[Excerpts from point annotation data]
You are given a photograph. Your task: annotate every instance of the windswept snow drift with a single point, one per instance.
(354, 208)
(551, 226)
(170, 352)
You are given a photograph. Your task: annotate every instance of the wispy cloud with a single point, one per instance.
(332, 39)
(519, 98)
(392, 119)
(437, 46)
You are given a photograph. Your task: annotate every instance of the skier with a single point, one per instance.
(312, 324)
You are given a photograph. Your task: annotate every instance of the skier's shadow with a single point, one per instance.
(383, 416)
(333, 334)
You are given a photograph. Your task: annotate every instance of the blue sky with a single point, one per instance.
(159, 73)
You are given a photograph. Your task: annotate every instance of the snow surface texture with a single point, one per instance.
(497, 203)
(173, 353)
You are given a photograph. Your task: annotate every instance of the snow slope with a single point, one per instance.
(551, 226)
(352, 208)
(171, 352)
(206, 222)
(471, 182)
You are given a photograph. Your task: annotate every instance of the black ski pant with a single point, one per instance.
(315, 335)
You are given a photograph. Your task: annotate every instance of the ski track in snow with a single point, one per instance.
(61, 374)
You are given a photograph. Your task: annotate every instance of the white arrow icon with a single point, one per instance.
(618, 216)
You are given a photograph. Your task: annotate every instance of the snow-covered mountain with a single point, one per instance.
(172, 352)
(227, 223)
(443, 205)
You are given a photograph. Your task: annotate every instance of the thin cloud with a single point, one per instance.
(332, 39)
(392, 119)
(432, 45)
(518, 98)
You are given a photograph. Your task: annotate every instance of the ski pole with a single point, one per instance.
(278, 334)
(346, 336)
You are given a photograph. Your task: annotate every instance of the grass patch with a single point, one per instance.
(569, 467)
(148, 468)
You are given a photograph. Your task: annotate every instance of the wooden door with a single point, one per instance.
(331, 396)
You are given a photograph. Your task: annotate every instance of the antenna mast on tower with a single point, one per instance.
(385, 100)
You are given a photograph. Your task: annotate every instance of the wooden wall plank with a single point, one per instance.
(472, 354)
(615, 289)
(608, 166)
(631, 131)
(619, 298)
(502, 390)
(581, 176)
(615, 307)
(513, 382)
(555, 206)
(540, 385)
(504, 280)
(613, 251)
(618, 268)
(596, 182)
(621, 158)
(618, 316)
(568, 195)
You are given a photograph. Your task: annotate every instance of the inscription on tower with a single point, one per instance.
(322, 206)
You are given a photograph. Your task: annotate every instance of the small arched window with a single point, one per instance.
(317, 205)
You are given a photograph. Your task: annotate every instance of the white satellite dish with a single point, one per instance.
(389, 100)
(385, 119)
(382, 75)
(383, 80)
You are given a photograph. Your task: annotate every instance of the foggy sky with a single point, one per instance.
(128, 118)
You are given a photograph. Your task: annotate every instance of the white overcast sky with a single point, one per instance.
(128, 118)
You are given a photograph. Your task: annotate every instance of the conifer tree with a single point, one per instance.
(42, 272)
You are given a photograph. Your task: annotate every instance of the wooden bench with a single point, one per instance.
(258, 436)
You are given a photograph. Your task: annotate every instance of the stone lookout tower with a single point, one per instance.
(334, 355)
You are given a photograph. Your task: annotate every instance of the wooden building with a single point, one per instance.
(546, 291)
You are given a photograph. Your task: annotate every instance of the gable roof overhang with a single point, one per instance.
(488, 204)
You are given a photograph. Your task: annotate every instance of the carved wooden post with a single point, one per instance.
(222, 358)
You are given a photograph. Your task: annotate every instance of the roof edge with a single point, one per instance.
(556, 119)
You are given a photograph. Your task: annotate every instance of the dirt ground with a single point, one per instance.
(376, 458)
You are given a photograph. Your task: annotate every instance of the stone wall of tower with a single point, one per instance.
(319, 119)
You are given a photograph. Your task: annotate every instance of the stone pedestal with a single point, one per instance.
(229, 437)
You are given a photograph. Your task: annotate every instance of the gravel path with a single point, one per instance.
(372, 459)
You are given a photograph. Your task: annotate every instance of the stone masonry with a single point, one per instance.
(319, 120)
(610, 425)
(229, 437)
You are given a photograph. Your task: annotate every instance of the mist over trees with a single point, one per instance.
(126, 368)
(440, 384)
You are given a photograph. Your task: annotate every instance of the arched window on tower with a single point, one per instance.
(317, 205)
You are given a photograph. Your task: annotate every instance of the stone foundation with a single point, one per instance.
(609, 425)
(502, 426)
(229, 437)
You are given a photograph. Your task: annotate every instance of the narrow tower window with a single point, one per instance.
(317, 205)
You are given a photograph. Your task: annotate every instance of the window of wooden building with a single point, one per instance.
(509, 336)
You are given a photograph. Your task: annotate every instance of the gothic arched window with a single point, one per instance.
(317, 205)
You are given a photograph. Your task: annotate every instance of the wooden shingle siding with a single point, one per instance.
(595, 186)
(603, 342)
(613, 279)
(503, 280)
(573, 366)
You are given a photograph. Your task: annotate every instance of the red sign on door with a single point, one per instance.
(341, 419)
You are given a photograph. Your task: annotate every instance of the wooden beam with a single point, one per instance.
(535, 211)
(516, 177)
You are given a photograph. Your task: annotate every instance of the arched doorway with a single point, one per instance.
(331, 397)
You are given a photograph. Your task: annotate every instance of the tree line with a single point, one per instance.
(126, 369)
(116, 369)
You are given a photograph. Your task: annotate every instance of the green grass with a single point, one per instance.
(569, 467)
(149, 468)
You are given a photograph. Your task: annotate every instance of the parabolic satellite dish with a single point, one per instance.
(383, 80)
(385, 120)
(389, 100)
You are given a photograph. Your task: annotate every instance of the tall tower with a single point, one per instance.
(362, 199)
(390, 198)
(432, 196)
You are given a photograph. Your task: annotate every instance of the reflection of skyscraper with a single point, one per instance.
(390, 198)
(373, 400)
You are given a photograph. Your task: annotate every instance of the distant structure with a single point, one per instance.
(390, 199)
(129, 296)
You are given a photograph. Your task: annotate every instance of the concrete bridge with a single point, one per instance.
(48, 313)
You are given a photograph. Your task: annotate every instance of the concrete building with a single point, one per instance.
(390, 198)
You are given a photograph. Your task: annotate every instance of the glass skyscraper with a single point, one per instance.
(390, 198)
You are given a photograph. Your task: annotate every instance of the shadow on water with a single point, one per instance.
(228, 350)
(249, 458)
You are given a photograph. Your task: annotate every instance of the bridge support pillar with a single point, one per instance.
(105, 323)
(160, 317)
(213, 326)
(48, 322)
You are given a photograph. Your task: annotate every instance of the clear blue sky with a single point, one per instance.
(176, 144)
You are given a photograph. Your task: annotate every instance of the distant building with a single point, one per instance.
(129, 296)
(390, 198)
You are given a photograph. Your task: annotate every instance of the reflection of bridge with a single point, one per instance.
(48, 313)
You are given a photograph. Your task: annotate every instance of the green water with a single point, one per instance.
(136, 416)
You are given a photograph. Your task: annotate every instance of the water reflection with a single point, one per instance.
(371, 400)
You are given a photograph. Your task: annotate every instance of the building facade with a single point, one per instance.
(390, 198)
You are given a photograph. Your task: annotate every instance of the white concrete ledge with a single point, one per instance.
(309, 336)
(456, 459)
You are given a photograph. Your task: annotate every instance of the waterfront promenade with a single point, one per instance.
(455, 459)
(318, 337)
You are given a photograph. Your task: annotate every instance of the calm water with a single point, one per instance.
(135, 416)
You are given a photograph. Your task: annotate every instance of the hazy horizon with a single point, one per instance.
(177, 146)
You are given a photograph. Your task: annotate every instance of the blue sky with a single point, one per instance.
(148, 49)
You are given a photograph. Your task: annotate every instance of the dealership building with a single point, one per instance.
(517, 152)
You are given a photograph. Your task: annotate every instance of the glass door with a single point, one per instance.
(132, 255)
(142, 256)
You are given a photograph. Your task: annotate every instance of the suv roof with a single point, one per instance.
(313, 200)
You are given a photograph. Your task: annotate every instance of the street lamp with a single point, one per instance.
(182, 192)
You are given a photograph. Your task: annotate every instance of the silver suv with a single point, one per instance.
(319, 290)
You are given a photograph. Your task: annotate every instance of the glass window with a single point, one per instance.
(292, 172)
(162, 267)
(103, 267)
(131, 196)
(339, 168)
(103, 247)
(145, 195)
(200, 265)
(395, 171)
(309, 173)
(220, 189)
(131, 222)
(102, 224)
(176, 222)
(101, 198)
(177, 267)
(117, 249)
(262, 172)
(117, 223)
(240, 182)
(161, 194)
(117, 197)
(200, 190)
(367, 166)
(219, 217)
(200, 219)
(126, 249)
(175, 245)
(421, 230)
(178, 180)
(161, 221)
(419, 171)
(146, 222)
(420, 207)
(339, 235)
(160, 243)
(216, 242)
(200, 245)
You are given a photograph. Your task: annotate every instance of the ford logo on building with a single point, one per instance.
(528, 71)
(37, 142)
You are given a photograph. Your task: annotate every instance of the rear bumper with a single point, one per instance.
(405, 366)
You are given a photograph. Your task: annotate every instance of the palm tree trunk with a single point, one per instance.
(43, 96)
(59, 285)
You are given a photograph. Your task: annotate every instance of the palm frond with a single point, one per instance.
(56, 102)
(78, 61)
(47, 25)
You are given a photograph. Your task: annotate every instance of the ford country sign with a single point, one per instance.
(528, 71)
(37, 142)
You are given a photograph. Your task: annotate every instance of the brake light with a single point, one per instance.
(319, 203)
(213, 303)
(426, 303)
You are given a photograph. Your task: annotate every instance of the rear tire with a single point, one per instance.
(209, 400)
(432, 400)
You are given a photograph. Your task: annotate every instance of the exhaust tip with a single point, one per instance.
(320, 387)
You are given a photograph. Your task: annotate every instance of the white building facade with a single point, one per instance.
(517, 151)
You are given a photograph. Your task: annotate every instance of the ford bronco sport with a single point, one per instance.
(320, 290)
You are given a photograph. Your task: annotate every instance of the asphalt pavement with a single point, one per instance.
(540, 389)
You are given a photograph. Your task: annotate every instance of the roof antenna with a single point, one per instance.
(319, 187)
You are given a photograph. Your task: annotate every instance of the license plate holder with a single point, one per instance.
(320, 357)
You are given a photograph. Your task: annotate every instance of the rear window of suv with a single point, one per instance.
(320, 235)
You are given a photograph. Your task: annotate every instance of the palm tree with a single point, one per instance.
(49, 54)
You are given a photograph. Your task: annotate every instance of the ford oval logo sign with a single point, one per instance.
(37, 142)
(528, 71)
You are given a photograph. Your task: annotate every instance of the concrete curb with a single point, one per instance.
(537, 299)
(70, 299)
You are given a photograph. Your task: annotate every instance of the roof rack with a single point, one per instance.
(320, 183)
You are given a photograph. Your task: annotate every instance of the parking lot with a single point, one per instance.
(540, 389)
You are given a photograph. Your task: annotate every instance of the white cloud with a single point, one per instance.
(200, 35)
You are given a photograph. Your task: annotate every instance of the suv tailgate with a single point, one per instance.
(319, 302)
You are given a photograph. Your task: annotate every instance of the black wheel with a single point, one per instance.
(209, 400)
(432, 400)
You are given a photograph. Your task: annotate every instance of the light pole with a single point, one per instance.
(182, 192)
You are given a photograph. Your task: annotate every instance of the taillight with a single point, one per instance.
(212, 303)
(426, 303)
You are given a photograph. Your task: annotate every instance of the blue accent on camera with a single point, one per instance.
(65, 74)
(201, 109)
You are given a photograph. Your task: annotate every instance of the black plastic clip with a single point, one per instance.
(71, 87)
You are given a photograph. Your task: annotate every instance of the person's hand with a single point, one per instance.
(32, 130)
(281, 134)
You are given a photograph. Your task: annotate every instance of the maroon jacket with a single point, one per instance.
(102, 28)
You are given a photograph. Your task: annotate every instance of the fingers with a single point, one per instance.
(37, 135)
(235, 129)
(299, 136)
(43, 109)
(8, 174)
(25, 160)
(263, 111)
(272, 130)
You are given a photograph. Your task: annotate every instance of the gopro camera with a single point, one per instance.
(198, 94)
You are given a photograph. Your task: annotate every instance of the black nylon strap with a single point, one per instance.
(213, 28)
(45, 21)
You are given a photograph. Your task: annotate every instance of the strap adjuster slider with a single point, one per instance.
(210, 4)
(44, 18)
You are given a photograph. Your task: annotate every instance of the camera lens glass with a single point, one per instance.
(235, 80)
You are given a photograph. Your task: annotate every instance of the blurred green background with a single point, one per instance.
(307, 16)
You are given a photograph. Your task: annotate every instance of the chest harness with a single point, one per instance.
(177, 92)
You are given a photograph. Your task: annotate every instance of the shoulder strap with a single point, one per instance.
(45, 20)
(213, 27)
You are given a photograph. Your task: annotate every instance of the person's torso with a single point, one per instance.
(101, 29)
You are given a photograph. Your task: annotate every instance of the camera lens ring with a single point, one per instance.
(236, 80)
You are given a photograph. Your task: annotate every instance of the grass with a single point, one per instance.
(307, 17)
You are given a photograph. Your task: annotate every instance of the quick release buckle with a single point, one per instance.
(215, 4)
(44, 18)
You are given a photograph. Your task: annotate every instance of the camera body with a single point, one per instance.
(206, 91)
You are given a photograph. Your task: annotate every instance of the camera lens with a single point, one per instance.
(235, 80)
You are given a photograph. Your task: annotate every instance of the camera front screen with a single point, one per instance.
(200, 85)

- _What this task involves_: Take the lines from the one containing "harness with a single point, one per instance." to the last line of the material above and write them out exactly.

- _Solution_:
You are given a photograph. Your task: annotate every instance of the chest harness with a single point, one per instance.
(177, 92)
You are given a photograph. Your task: annotate every instance of the shoulder strap with a single point, one per instance.
(45, 20)
(213, 27)
You are given a photograph. Your task: annotate every instance of the person's torso with a single point, one per instance.
(101, 29)
You are given a photograph. Your task: annotate every instance of the camera lens ring with a single point, one per instance.
(236, 80)
You are given a photograph. Your task: annotate every instance of the grass with a single point, one per instance.
(307, 17)
You are given a photograph. Your task: annotate every instance of the quick release buckle with a single point, one per instance.
(215, 4)
(44, 18)
You are given a photograph. Your task: annotate every instance of the camera body with a single point, one per instance.
(206, 91)
You are given a photograph. Your task: annotate every instance of the camera lens with a single point, one per instance.
(235, 80)
You are given a photograph. Your task: annotate every instance of the camera front screen with a single point, one per instance.
(200, 85)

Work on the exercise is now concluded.